What you will do
How many of the lines below contain the string "span"? Case counts; reply with the number alone.

Data for this task
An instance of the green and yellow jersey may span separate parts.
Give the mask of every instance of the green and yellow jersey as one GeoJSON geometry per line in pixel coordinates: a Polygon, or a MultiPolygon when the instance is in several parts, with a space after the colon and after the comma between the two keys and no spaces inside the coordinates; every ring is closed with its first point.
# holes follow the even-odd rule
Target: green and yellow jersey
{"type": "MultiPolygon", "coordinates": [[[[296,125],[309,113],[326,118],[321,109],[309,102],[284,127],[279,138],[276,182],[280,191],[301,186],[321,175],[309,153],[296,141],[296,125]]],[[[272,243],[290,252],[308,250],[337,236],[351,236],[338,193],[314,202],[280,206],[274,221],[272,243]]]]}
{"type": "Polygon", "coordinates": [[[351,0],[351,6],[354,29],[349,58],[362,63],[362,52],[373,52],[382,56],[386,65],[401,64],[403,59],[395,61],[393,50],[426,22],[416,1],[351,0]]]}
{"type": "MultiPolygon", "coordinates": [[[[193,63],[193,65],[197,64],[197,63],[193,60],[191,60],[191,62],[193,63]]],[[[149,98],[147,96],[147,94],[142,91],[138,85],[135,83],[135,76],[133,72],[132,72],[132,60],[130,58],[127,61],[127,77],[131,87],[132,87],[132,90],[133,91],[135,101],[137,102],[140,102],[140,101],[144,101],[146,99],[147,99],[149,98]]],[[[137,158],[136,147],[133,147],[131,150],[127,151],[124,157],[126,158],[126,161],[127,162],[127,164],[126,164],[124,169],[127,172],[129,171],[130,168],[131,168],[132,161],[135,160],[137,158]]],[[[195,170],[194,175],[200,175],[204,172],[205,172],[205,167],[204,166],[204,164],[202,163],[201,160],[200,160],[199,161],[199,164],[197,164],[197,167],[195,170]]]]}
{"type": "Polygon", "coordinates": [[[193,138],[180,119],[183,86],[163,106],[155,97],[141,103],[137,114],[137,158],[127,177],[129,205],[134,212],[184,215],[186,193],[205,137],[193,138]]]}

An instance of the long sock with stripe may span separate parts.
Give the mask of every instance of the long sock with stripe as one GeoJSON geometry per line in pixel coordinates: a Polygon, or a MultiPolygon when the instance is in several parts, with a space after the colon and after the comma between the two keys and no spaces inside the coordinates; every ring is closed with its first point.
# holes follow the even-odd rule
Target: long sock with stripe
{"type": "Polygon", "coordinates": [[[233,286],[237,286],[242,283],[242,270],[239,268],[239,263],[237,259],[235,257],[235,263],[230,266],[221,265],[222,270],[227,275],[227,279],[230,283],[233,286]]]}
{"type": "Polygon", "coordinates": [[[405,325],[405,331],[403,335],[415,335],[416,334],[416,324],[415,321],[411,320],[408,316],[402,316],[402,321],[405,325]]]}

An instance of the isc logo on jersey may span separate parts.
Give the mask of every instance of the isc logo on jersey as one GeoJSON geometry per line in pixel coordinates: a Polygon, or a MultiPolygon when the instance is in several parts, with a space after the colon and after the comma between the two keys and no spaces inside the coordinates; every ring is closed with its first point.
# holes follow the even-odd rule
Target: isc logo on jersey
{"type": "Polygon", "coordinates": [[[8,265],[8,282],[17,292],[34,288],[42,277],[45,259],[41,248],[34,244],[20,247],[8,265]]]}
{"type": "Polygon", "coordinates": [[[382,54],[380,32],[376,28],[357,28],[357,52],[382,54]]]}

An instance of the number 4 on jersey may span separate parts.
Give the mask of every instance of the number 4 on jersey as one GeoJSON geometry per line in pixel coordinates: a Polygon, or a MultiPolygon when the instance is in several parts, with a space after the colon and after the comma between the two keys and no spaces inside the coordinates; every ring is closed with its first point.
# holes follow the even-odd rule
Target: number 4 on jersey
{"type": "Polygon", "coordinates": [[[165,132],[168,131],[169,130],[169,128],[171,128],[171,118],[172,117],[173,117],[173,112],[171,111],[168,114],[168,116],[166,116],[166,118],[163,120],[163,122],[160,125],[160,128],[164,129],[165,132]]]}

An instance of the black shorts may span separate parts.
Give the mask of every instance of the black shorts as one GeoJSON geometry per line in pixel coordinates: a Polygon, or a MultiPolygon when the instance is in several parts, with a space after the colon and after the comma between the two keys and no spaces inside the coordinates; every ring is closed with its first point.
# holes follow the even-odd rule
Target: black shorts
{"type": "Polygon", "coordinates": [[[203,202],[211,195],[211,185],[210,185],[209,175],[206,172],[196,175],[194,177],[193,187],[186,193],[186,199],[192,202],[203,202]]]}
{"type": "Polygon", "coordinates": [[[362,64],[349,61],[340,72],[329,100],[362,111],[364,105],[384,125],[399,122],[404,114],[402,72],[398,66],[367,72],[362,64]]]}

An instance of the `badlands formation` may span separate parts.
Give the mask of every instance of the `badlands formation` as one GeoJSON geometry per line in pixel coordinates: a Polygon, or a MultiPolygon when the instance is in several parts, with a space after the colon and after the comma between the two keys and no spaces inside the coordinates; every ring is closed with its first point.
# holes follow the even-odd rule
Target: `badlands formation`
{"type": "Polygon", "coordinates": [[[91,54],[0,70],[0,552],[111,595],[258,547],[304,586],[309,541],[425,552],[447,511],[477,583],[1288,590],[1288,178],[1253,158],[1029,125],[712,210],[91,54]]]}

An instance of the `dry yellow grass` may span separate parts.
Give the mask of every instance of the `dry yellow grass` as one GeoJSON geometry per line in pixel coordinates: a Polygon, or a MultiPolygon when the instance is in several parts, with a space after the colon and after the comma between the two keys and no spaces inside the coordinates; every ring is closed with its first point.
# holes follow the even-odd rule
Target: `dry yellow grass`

Solution for this exercise
7